WORK TO COMPLETE:
Lines with "gray" in the records below: say how many there are, and add nothing.

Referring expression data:
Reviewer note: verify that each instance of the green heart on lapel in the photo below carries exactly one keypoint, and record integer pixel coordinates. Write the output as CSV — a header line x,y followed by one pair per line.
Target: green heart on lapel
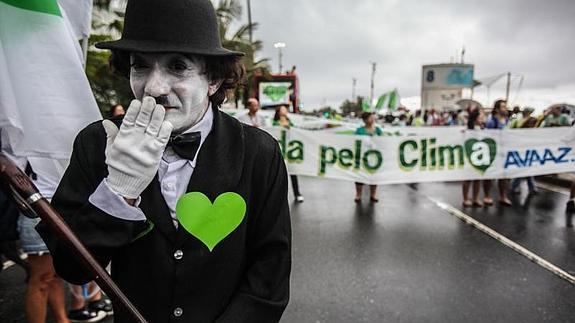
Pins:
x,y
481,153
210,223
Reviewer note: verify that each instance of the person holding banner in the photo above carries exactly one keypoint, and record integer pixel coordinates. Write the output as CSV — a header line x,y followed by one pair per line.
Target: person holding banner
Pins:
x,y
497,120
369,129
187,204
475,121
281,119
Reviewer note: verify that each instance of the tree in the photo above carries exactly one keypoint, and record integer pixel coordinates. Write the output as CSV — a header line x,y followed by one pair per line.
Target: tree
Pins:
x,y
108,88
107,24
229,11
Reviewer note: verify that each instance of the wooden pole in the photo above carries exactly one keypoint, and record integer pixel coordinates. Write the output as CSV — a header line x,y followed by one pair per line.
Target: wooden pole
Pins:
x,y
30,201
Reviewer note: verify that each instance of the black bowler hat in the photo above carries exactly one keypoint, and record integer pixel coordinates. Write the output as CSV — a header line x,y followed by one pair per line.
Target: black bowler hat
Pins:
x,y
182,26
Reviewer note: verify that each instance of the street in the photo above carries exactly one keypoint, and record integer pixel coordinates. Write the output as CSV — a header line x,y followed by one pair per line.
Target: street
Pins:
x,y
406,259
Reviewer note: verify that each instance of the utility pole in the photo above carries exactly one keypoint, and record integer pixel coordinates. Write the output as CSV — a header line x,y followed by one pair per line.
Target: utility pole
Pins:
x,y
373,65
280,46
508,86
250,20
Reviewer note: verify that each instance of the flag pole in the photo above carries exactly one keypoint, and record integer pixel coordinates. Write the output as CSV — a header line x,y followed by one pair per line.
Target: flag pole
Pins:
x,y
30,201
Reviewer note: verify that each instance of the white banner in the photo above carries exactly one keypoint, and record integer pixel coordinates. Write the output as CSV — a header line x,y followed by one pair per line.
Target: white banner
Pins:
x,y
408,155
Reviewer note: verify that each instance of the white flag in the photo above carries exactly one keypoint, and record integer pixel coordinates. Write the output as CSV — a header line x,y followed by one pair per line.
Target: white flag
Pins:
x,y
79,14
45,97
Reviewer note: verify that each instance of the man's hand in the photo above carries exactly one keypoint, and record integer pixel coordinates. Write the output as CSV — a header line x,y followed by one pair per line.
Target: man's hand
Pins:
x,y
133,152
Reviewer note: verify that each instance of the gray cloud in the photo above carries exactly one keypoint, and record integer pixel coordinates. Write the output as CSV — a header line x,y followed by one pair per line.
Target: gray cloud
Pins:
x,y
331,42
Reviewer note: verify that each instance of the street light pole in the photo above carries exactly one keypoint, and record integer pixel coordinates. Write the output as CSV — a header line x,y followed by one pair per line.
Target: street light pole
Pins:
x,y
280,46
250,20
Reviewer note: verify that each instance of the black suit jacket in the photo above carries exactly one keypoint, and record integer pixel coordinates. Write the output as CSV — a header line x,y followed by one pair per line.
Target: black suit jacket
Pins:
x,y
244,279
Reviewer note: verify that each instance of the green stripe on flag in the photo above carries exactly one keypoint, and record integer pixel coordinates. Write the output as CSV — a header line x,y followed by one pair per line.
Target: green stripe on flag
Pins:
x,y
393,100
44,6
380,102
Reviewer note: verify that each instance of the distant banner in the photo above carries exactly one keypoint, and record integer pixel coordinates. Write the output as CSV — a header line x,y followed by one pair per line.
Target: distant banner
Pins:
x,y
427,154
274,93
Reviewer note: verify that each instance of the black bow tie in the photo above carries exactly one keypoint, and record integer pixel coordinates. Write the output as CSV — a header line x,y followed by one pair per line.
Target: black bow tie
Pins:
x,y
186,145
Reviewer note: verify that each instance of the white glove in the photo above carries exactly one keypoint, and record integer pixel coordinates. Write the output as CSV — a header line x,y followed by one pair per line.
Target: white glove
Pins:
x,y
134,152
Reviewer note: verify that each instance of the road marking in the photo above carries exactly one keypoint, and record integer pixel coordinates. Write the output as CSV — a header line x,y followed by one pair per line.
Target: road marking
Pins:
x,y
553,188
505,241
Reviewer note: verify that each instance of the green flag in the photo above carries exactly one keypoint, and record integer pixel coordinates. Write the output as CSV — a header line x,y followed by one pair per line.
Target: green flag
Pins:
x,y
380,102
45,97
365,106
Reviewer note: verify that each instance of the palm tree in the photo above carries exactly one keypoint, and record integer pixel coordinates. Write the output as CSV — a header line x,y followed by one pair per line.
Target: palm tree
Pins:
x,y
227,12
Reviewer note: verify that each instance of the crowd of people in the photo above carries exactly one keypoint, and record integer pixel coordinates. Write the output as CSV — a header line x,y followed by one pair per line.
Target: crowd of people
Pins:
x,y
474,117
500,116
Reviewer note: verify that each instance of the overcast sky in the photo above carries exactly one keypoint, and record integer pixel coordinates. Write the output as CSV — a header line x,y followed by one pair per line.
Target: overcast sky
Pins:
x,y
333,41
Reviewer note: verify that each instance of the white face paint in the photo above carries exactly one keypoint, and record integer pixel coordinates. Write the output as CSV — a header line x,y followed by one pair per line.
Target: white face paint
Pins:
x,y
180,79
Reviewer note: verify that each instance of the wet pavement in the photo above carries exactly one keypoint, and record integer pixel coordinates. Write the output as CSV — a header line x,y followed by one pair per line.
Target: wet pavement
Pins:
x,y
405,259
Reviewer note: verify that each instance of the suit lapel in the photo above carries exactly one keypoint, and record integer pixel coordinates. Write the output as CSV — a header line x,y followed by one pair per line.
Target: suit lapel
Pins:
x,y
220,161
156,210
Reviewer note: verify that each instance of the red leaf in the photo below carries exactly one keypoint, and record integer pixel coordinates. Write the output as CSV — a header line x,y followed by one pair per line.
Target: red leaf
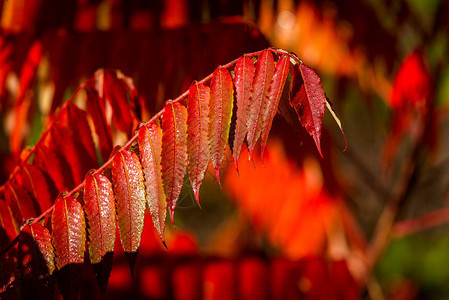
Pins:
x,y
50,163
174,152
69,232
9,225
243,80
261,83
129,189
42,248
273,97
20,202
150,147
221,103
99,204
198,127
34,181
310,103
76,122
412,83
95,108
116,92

OUTPUT:
2